───── Document passage ─────

At one point, the priest opens the door through the icons and prepares communion.  I was not sure if I should take communion or not, if offered.  A few people went over to receive the bread, but most did not, so I remained where I was at.  Then, a woman who’d been helping out with things brought me the bread and offered it to me.  I wasn’t exactly sure what it all meant, but I decided that communion is at best a mystery and the polite thing to do was to accept and be gracious.  After all, the Lord’s Supper is a mystery and I am not sure I if any of us is really sure what goes on during the meal.   In For the Life of the World, by Alexander Schmemann,  an American Russian Orthodox priest, the author questions the debate over the Lord’s Supper in the West between Roman Catholics and Protestants (and even between some Protestants).  Schmemann reminds us that the meal is a symbol and a mystery.  I read Schmemann’s book  nearly two decades ago, but the wisdom of his argument has remained with me, so I accepted the bread from the woman who showed me hospitality, and prayed for her and for the congregation that welcomed me at the table.

─────

■ **Prompt**: Please copy out the whole passage about accepting communion, word for word. None of the lines are needed.

───── Supplied entries ─────

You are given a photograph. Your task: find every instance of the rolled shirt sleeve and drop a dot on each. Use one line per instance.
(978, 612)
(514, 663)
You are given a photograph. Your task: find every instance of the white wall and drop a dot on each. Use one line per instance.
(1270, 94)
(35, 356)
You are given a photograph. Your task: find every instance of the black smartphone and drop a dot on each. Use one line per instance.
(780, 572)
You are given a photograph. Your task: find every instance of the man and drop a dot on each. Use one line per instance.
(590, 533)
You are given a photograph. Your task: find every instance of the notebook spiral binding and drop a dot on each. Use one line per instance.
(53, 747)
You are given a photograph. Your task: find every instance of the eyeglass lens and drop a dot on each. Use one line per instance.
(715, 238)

─────
───── Supplied entries ─────

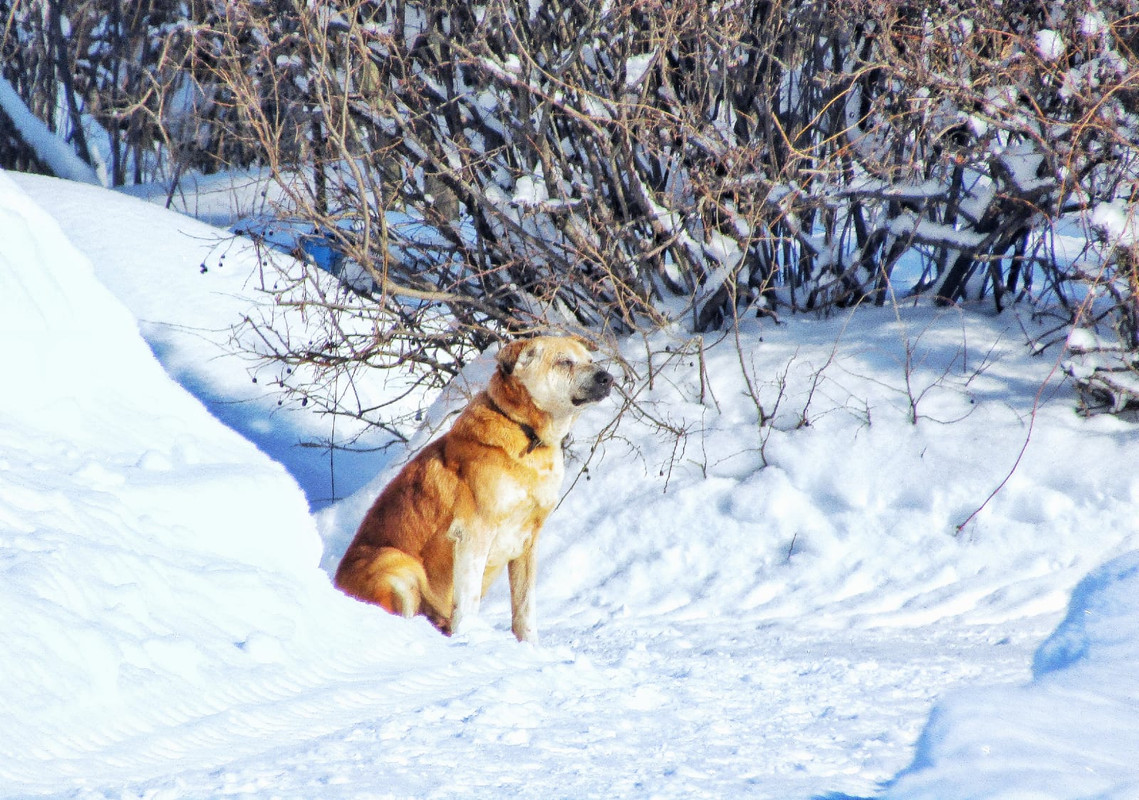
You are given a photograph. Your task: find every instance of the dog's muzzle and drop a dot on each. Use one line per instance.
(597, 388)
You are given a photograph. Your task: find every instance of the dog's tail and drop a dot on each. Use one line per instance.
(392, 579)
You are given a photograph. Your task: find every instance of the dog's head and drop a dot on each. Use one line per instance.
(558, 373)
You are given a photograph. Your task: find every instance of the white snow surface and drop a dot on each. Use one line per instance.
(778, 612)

─────

■ **Response area**:
At one point, the priest opens the door through the icons and prepares communion.  I was not sure if I should take communion or not, if offered.  A few people went over to receive the bread, but most did not, so I remained where I was at.  Then, a woman who’d been helping out with things brought me the bread and offered it to me.  I wasn’t exactly sure what it all meant, but I decided that communion is at best a mystery and the polite thing to do was to accept and be gracious.  After all, the Lord’s Supper is a mystery and I am not sure I if any of us is really sure what goes on during the meal.   In For the Life of the World, by Alexander Schmemann,  an American Russian Orthodox priest, the author questions the debate over the Lord’s Supper in the West between Roman Catholics and Protestants (and even between some Protestants).  Schmemann reminds us that the meal is a symbol and a mystery.  I read Schmemann’s book  nearly two decades ago, but the wisdom of his argument has remained with me, so I accepted the bread from the woman who showed me hospitality, and prayed for her and for the congregation that welcomed me at the table.